Write out the entries below once more, exactly.

** Begin Records supplied **

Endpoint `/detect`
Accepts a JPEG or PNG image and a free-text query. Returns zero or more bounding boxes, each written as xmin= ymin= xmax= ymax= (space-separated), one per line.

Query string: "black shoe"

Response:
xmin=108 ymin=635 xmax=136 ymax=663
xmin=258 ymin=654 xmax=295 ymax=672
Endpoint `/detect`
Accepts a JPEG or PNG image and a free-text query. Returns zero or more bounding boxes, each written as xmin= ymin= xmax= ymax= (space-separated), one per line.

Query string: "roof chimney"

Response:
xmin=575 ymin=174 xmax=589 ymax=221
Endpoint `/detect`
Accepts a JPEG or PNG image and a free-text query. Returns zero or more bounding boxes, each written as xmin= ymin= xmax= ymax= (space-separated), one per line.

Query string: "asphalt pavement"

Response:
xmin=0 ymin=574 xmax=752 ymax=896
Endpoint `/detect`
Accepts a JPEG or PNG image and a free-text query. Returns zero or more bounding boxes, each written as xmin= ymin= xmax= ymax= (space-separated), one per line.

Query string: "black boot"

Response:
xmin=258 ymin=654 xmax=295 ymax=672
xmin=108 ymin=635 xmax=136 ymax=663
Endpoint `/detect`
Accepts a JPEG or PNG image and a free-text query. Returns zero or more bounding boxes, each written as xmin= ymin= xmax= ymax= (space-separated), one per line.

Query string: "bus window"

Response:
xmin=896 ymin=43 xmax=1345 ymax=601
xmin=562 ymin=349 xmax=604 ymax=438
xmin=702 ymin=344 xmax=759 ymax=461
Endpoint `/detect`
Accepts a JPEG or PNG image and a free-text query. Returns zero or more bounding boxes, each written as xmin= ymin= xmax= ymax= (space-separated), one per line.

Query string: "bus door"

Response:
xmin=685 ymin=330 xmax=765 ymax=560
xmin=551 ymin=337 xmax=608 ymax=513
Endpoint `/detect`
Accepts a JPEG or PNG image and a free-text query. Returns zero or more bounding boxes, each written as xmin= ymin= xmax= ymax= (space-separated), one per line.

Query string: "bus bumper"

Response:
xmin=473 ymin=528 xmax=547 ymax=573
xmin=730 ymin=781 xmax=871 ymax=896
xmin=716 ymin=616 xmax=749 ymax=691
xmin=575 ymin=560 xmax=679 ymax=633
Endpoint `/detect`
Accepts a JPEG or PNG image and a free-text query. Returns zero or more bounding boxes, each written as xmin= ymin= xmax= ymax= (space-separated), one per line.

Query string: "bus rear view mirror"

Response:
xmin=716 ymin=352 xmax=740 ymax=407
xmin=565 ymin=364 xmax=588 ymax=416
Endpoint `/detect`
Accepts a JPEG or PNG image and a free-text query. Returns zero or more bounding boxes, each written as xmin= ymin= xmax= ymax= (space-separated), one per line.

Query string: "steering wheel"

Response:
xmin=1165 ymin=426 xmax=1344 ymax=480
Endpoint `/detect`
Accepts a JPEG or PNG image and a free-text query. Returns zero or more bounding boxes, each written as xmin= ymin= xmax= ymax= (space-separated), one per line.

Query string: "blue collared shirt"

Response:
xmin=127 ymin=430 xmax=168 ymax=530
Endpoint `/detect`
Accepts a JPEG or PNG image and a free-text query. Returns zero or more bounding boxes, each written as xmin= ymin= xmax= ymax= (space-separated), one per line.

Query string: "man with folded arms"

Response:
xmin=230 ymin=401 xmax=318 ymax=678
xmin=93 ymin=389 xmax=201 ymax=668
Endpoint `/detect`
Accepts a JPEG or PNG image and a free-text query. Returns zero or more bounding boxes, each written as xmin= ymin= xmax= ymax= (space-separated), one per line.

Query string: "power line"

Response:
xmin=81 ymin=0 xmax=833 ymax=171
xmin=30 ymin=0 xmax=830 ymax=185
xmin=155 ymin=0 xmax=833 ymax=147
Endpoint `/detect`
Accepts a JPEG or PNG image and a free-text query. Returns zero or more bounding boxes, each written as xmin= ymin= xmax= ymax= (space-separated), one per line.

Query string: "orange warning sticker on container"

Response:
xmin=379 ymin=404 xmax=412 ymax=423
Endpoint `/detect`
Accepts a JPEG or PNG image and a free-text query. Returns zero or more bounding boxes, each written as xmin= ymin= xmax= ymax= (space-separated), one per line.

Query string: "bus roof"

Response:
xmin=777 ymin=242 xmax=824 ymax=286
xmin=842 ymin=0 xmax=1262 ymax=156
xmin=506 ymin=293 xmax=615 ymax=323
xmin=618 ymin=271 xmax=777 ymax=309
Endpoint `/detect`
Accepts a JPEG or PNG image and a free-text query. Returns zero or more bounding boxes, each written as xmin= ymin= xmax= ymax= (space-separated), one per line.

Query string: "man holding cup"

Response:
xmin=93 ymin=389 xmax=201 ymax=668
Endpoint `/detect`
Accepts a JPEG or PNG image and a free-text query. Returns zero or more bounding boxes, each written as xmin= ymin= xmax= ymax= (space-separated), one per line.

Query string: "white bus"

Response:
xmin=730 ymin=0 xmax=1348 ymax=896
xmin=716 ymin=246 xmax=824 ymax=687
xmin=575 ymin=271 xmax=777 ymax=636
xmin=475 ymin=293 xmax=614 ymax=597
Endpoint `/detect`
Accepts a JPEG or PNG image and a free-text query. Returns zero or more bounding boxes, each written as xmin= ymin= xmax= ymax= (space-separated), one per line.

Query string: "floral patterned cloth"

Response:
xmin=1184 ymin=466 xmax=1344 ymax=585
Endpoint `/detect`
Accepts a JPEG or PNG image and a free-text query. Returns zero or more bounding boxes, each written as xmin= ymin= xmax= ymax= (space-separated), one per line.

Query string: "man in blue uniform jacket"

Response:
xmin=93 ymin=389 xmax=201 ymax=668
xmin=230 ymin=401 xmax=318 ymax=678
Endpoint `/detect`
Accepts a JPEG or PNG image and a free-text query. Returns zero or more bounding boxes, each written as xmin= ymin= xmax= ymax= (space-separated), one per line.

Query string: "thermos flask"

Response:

** End Records supplied **

• [Full output]:
Endpoint `/detect`
Accepts a JPEG or PNG image and a free-text query. Returns zero or more bounding boxes, each written as xmin= ymin= xmax= ymax= (space-separated), one per line.

Query string: "black shoe"

Response:
xmin=108 ymin=635 xmax=136 ymax=663
xmin=258 ymin=654 xmax=295 ymax=672
Endpoint `/detect`
Accepts a JPEG or PNG image and a free-text query. Returns zero or more bounding boxes, each written as xmin= ymin= xmax= ymax= (space-separated), one per line.

Query string: "roof chimney"

Response:
xmin=575 ymin=174 xmax=589 ymax=221
Endpoint `/detect`
Accepts a JPEG or PNG image and a free-text query. Returns zero or more bounding boxes, each written as xmin= ymin= xmax= ymax= (space-separated), one per line.

Query string: "asphalt pavement"

Response:
xmin=0 ymin=574 xmax=752 ymax=896
Endpoint `/detect`
Accepts a JPEG or PNG image and a free-text query. Returns zero or more bounding boxes, each written as xmin= ymin= xmax= ymax= (space-separated), one per line.

Query string: "black boot"

Response:
xmin=258 ymin=654 xmax=295 ymax=672
xmin=108 ymin=635 xmax=136 ymax=663
Endpoint `/detect`
Accepts a JPEG or PNG image and a free-text query. Returns zero or more bounding boxes, each written as xmin= ymin= xmax= ymax= (space-separated), one per line.

Query string: "bus window"

Response:
xmin=896 ymin=43 xmax=1345 ymax=601
xmin=562 ymin=349 xmax=604 ymax=438
xmin=702 ymin=344 xmax=759 ymax=461
Endpoint `/detect`
Accepts a JPEG or PNG image and a free-text query. Returns zero or more bounding boxes, each written as xmin= ymin= xmax= ymax= (space-separated), one per line.

Query string: "bus door"

Response:
xmin=685 ymin=330 xmax=765 ymax=560
xmin=551 ymin=337 xmax=608 ymax=513
Endpoint `/detect`
Accepts a JPEG or PNG image and a free-text query. Returns zero or more bounding boxes, each written as xmin= ymin= xmax= ymax= (space-separated), one per line.

Query string: "bus bumper"

Response:
xmin=473 ymin=528 xmax=547 ymax=573
xmin=730 ymin=781 xmax=871 ymax=896
xmin=716 ymin=616 xmax=749 ymax=691
xmin=575 ymin=560 xmax=679 ymax=633
Endpoint `/detect`
Accepts a JPEG or PNG image and a free-text query. Returns zero or more bounding boxes, each written as xmin= ymin= xmax= ymax= (space-separated), one per line.

Query string: "bus rear view mirror"

Response:
xmin=716 ymin=352 xmax=740 ymax=407
xmin=565 ymin=364 xmax=588 ymax=416
Endpoint `/detect`
Accepts a JPEG or PNG image and a free-text query. Returns zero or more bounding boxes, each written as xmin= ymin= xmax= ymax= (space-separated), one per line.

Query string: "steering wheel"

Response:
xmin=1165 ymin=426 xmax=1344 ymax=480
Endpoint `/detect`
Accepts a JPEG or PNG image and a free-text query. Returns zero or more bounding boxes, each written as xmin= ymin= xmax= ymax= (space-separated), one per line.

Query string: "blue collared shirt"

Response:
xmin=127 ymin=430 xmax=168 ymax=530
Endpoint `/detect`
Accepts a JPEG or PNG image and a free-text query. Returns zero or more bounding boxes, each written as xmin= ymin= xmax= ymax= (space-separated), one per line.

Query string: "man with folded arms"

Response:
xmin=230 ymin=401 xmax=318 ymax=678
xmin=93 ymin=389 xmax=201 ymax=668
Endpoint `/detect`
Accepts a JPEG or PNG image and a free-text query. Returns zero or more bounding boxes, each written as xmin= ymin= xmax= ymax= (space-separated), one per line.

Query string: "power line"

Response:
xmin=81 ymin=0 xmax=833 ymax=171
xmin=30 ymin=0 xmax=830 ymax=185
xmin=155 ymin=0 xmax=833 ymax=147
Endpoint `/detect`
Accepts a JPEG or PNG image and a free-text query. Returns zero or more bounding boxes, each written as xmin= ymin= xmax= ymax= (space-separated), one per line.

Query string: "orange warning sticker on container"

Response:
xmin=379 ymin=404 xmax=412 ymax=423
Endpoint `/detect`
Accepts a JPEG or PNG image and a free-text query. Returns zero or more bounding boxes, each written as xmin= ymin= xmax= ymax= (space-separated), one per line.

Query string: "bus roof"

Response:
xmin=777 ymin=242 xmax=824 ymax=286
xmin=842 ymin=0 xmax=1262 ymax=156
xmin=506 ymin=293 xmax=615 ymax=323
xmin=618 ymin=271 xmax=777 ymax=309
Endpoint `/detect`
Accepts a JPEG or PNG image and a free-text query. Returns zero or more bounding boxes, each written as xmin= ymin= xmax= ymax= (space-separated), one per line.

Query string: "man holding cup"

Response:
xmin=93 ymin=389 xmax=201 ymax=668
Endpoint `/detect`
Accepts a JPEG or PNG image and a free-text query. Returns zero or more bounding boxes, each written as xmin= ymin= xmax= ymax= (space-separated), one per line.

Query string: "white bus"

Response:
xmin=730 ymin=0 xmax=1348 ymax=896
xmin=716 ymin=246 xmax=824 ymax=687
xmin=575 ymin=271 xmax=777 ymax=636
xmin=475 ymin=293 xmax=614 ymax=597
Endpoint `/detect`
Accepts a JPEG or PNG image and a free-text query. Returns zero or more bounding boxes, each written as xmin= ymin= xmax= ymax= (space-separated), one per line.

Query string: "floral patterned cloth"

Response:
xmin=1184 ymin=466 xmax=1344 ymax=585
Endpoint `/detect`
Accepts a JPEG or PNG image and a free-text query. Returns zero or more bounding boxes, each written as xmin= ymin= xmax= ymax= (space-separated), one per line.

Query string: "man in blue uniform jacket"

Response:
xmin=93 ymin=389 xmax=201 ymax=668
xmin=230 ymin=401 xmax=318 ymax=678
Endpoint `/detect`
Accepts a JPEG or PNG image and a free-text query. Returns zero or more bounding boxes, each written as xmin= ymin= xmax= ymax= (space-separated), one per line.

Query string: "thermos flask"

Response:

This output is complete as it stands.